**Brief 1**
Answer these from the Task Breadth page:
(a) What share of the overall score does Task Breadth carry?
(b) Which task type is left out of the breadth count?
(c) What score does a single distinct task type earn?
**Brief 2**
Quote the Task Breadth page word for word, starting with "Weight: 10% of" and going on through "coverage, not volume.".

**Provided passage**
- Opening Delimiter -
Weight: 10% of overall score · How the overall score is calculated
Definition
Task Breadth measures how wide a range of task types you delegate to Claude. An engineer who uses Claude exclusively for one type of work — say, debugging — is not a low-maturity user, but they are leaving significant value on the table. Full-stack AI collaboration requires trusting Claude across multiple domains, including ones outside your primary expertise.
This dimension rewards coverage, not volume.
How it's measured
Each session is classified into one of nine task types:
debuggingfeature_implementationrefactoringcode_understandingdesign_planningdata_sciencefront_endpapercut_fixother
The other category is excluded from the breadth count. The score is based on the number of distinct task types present across all your sessions (excluding other), scaled to 1–10:
score = min(10, (distinct_types / 8) × 10)
| Distinct types seen | Score |
|---|---|
| 8 | 10 |
| 6–7 | 7.5–8.75 |
| 4–5 | 5–6.25 |
| 2–3 | 2.5–3.75 |
| 1 | 1.25 |
What high vs low looks like
High (score 7–10)
- Using Claude for debugging one day, front-end implementation the next, data analysis the next
- Reaching outside your primary domain — a backend engineer using Claude to handle React work; a researcher using it for data science pipelines
- Sessions span at least 5–6 distinct task type categories
Low (score 1–3)
- All sessions are the same type — only debugging, or only code understanding
- Never delegating tasks outside your area of primary expertise
- Using Claude as a narrow productivity tool rather than a domain expander
Behavioural patterns in real sessions
Anthropic's work study found a consistent pattern across teams: engineers who used Claude most broadly reported the largest qualitative changes in how they worked.
The study noted that engineers were becoming "more full-stack" — a front-end engineer taking on data science tasks, a researcher handling deployment scripts — specifically because Claude reduced the cost of working in unfamiliar domains.
- Closing Delimiter -
Rows excerpted from a collection
- Opening Delimiter -
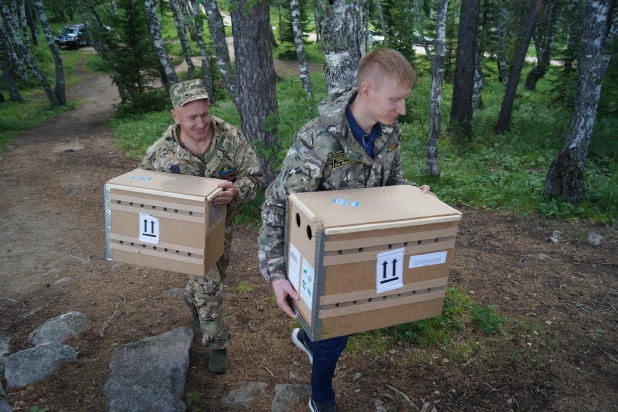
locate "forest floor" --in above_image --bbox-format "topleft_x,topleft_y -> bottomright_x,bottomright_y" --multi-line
0,55 -> 618,412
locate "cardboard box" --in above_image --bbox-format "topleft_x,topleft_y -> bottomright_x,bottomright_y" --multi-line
286,186 -> 461,341
105,169 -> 226,275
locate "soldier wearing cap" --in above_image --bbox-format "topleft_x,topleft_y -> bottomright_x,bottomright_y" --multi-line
139,80 -> 264,373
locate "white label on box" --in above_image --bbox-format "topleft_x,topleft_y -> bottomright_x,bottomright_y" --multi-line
139,213 -> 159,245
376,248 -> 404,293
288,243 -> 300,292
300,258 -> 314,309
408,252 -> 446,269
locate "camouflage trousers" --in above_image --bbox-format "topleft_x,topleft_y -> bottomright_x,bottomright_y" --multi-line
185,225 -> 234,349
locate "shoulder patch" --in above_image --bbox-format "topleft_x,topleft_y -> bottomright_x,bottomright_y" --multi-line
333,150 -> 356,169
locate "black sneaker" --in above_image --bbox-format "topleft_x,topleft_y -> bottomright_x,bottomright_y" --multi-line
292,328 -> 313,365
309,398 -> 337,412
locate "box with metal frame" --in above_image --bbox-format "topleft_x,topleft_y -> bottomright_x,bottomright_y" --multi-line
105,169 -> 226,275
285,186 -> 461,341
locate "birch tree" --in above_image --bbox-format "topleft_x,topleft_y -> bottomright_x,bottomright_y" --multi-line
232,0 -> 279,185
189,0 -> 215,105
450,0 -> 481,136
204,0 -> 240,113
34,0 -> 67,105
170,0 -> 195,79
543,0 -> 618,203
414,0 -> 448,176
290,0 -> 314,118
524,0 -> 558,91
496,0 -> 544,133
144,0 -> 178,86
316,0 -> 363,93
0,2 -> 60,106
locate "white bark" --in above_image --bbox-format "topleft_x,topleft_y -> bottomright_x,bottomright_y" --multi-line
290,0 -> 314,118
316,0 -> 363,93
144,0 -> 178,85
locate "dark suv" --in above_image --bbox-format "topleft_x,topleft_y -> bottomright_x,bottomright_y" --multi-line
56,24 -> 88,49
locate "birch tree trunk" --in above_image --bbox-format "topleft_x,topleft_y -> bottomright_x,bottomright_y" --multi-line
543,0 -> 618,203
497,0 -> 509,87
426,0 -> 448,176
232,0 -> 279,185
170,0 -> 195,79
290,0 -> 314,119
0,30 -> 23,102
496,0 -> 544,134
34,0 -> 67,106
316,0 -> 363,93
204,0 -> 240,113
0,3 -> 60,106
189,0 -> 215,105
144,0 -> 178,87
524,0 -> 558,91
450,0 -> 481,137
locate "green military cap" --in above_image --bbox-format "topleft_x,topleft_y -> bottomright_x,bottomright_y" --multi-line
170,79 -> 208,107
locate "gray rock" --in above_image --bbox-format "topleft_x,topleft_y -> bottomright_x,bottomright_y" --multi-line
588,232 -> 605,246
4,343 -> 77,387
165,288 -> 185,298
28,312 -> 92,345
105,328 -> 193,412
221,382 -> 268,408
0,336 -> 11,359
270,384 -> 311,412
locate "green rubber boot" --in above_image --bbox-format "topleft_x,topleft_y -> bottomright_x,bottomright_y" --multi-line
208,349 -> 228,374
184,295 -> 200,326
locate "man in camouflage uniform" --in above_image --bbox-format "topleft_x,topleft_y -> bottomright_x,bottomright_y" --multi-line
140,80 -> 264,373
258,49 -> 430,412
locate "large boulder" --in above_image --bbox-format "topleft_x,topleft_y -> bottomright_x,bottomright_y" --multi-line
105,328 -> 193,412
28,312 -> 92,345
4,343 -> 77,387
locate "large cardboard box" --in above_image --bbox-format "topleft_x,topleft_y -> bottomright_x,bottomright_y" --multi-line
286,186 -> 461,341
105,169 -> 226,275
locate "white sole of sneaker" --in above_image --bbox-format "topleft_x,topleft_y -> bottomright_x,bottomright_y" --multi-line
292,328 -> 313,364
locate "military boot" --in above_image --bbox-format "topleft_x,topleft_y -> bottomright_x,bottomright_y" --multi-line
184,295 -> 200,326
208,349 -> 228,374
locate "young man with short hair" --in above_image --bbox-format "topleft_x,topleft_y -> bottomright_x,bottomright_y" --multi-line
258,49 -> 430,412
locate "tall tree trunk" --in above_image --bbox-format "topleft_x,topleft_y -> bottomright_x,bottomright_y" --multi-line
426,0 -> 448,176
144,0 -> 178,87
543,0 -> 618,203
290,0 -> 314,118
189,0 -> 215,105
170,0 -> 195,79
0,31 -> 23,102
524,0 -> 558,91
316,0 -> 363,93
232,0 -> 279,185
34,0 -> 67,106
450,0 -> 481,137
204,0 -> 240,113
0,3 -> 60,106
496,0 -> 544,134
497,0 -> 509,87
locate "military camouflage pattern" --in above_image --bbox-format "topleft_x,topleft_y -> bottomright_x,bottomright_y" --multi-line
139,116 -> 264,349
258,90 -> 416,282
185,266 -> 232,349
170,79 -> 208,107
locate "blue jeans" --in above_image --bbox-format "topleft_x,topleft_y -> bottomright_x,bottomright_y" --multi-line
306,336 -> 348,404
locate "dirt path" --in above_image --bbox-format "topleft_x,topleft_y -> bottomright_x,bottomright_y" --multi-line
0,64 -> 618,412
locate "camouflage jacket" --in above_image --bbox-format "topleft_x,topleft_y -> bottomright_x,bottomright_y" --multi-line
139,116 -> 264,224
258,90 -> 416,282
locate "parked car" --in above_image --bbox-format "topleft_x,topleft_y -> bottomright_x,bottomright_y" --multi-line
56,24 -> 89,49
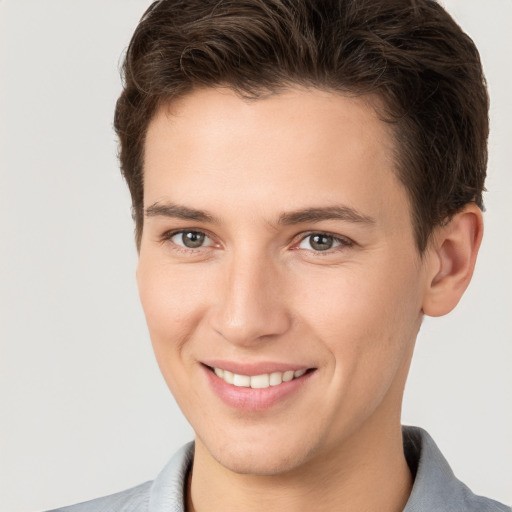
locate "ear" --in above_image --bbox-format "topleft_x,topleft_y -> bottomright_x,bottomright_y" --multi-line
423,203 -> 483,316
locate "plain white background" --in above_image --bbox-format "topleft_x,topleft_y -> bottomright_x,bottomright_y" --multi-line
0,0 -> 512,512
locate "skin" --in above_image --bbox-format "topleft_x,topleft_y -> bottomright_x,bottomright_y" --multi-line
137,88 -> 482,511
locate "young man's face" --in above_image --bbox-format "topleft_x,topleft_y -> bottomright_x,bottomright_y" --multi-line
137,89 -> 427,475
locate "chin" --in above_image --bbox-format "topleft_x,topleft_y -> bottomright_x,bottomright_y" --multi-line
198,428 -> 314,476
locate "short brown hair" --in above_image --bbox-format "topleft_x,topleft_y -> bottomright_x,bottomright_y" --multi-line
114,0 -> 489,253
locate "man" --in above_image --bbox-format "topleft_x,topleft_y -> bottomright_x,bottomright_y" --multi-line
49,0 -> 509,512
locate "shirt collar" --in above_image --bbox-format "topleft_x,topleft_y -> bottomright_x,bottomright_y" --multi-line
148,427 -> 511,512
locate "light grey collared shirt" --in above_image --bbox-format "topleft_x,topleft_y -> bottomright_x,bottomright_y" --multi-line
47,427 -> 512,512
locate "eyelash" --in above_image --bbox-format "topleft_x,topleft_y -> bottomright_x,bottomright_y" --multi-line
160,229 -> 354,256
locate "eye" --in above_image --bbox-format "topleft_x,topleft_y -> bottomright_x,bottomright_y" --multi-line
169,230 -> 213,249
298,233 -> 352,252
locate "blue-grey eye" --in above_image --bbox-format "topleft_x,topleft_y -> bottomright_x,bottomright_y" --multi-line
171,231 -> 209,249
299,233 -> 341,251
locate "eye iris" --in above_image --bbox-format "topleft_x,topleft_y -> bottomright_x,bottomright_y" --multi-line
309,235 -> 334,251
181,231 -> 205,249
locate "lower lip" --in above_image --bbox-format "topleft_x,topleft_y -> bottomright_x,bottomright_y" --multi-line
203,365 -> 314,411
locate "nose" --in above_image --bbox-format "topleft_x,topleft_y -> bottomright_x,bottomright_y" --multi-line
211,250 -> 291,346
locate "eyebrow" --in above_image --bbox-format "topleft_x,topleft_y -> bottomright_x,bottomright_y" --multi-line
278,206 -> 375,225
145,203 -> 219,224
145,203 -> 375,226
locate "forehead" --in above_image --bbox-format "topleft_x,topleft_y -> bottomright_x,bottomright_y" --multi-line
144,88 -> 407,230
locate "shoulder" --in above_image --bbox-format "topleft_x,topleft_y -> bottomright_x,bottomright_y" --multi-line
49,482 -> 153,512
403,427 -> 512,512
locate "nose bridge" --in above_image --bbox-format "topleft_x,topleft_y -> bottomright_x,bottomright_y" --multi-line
214,247 -> 290,344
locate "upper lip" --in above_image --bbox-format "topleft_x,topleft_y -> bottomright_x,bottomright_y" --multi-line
202,360 -> 311,377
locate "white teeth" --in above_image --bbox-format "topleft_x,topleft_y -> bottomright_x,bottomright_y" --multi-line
213,368 -> 307,389
251,373 -> 270,389
269,372 -> 283,386
233,373 -> 251,388
283,370 -> 294,382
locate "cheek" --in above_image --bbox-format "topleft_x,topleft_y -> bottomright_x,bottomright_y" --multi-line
296,265 -> 421,364
137,257 -> 210,360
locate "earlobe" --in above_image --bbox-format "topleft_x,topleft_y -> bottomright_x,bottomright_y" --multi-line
423,203 -> 483,316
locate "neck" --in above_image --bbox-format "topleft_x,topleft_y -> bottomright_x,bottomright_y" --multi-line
187,421 -> 412,512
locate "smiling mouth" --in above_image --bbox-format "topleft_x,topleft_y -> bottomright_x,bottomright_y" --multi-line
208,366 -> 314,389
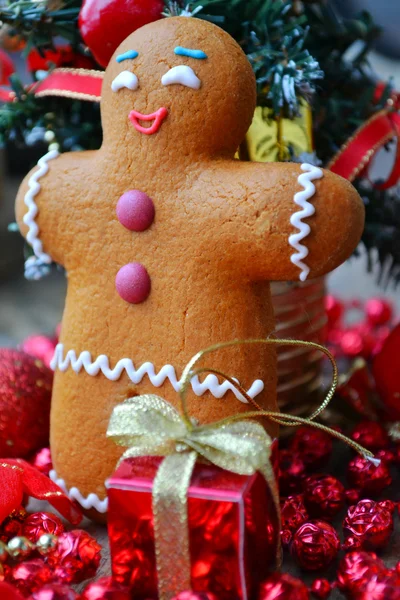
- Closing Delimiter -
**Expected answer 1**
(a) 10%
(b) other
(c) 1.25

**Expected answer 2**
Weight: 10% of overall score · How the overall score is calculated
Definition
Task Breadth measures how wide a range of task types you delegate to Claude. An engineer who uses Claude exclusively for one type of work — say, debugging — is not a low-maturity user, but they are leaving significant value on the table. Full-stack AI collaboration requires trusting Claude across multiple domains, including ones outside your primary expertise.
This dimension rewards coverage, not volume.